Задание 1:
Объясните по тексту о книге «Экуменический джихад», почему обложка этой книги испугала автора.
Задание 2:
Продолжите текст о книге «Экуменический джихад», начав сразу после его последней фразы.

Документ:
§
О книге «Экуменический джихад»

Питер Крифт, католический мыслитель, преподающий философию в Бостоне, написал много. Особенно известны книга о страдании, еще одна книга о рае, продолжение первой, и сравнительно короткая апология христианства, лучше которой не было, наверное, со времени Ньюмена («Основания веры», 1988). Только что я слышала от одного американца, что он «Lewislike figure». Так это или не так, но сам он открыто продолжает то, что делал Льюис, и даже сочинил что-то вроде пьесы для чтения, где умершие в одни день Льюис, Хаксли и Кеннеди спорят перед вратами рая.

Сейчас вышла книга, название которой в переводе звучит гораздо хуже, нет соответствующих русских слов. По-английски как-то все переплавлено; читаешь «Ecumenical Jihad» — и ничего. А «Экуменический джихад» — плохо, колченого. Посмотрим, что тут можно сделать; самиздата все-таки уже нет, издательства вряд ли захотят ее печатать, а если захотят, возникнет какой-нибудь лучший вариант.

Посмотрев на обложку, я немного испугалась. Св. Георгий убивает дракона — да, хорошо, но слишком их много в Москве. Я не герб имею в виду, а всякие журналы, плакаты. Неужели и Крифт начнет кричать, доказывая вред экуменизма?

Прежде, чем открыть книгу, я снова, наверное — в сотый раз, подумала о том, что ученообразные слова плохи для веры, холодны, пустоваты, даже если не ассоциировать их с кошмарными мероприятиями советских времен. Помню, в прошлом году один православный священник и один католический сказали почти в унисон, что лучше говорить не об экуменизме, а о христианстве, как тот же Льюис. Православный, собственно, усомнился и в этом слове, предложил просто Христа, но тогда, по меньшей мере, придется иначе строить фразы. А вообще, можно попробовать, живее уж точно будет.

Я думала об этом, но зря. Можно было догадаться заранее, что Крифт говорит не о священной войне конфессий друг с другом. Мысль его другая, и она немыслимо важна для него, так важна, что книга как бы взрывается изнутри, превращаясь из трактата в проповедь, то есть — в вызов миру.

Питер Крифт считает, что мир без веры уже предельно ужасен. Он (мир, не Крифт) лишился последних следов добра и смысла, граница ясна, противостояние — четко. Любая религия, кроме сатанизма, ненавистна ему. Правда, позже оказывается, что размытый индуизм он выдержать может, но только размытый, да еще смешанный с очень опасной магией. Эту смесь Крифт противопоставляет всем другим верам, полностью относя ее к мирскому граду, если не хуже.

Дальше все понятно. Льюис писал в «Размышлениях о псалмах», что остров христианства очерчивается все четче. Крифт прибавляет: вообще остров веры. Можно ли грызться друг с другом, когда его вот-вот затопит? Конечно, нельзя.
§
Представленные данные:
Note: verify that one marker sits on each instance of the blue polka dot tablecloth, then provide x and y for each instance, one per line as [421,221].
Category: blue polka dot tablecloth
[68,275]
§
Окончательный ответ 1:
На обложке святой Георгий убивает дракона, а подобных изображений, по словам автора, в Москве слишком много: в журналах и на плакатах. Поэтому возникло опасение, что и Крифт начнет кричать о вреде экуменизма.

Окончательный ответ 2:
Дальше, с ясностью томиста, он говорит о том, что хранит и знает каждая вера. Вот — самая близкая, иудаизм, чтущая Бога, но не во Христе. Вот ислам, чтущий Того же Бога — Крифт напоминает об этом, а то не все знают. Вот сокровища индуизма, буддизма, конфуцианства. Мы читаем беседы с Моисеем, Магометом, Конфуцием и Буддой, а потом возвращаемся к себе, почти забыв о своих разделениях. Возникает «мы, христиане» — и тут же Льюису, в видении, являются Лютер с Аквинатом. Сперва оба говорят примерно так: «Какое еще „просто христианство“?! Зачем же мы спорим век за веком?» Однако Льюис испытание выдерживает, догадавшись, что у них одна вера, но разные богословия. Крифт разбирает слово «вера», и выводит, что они употребляли его в разном объеме.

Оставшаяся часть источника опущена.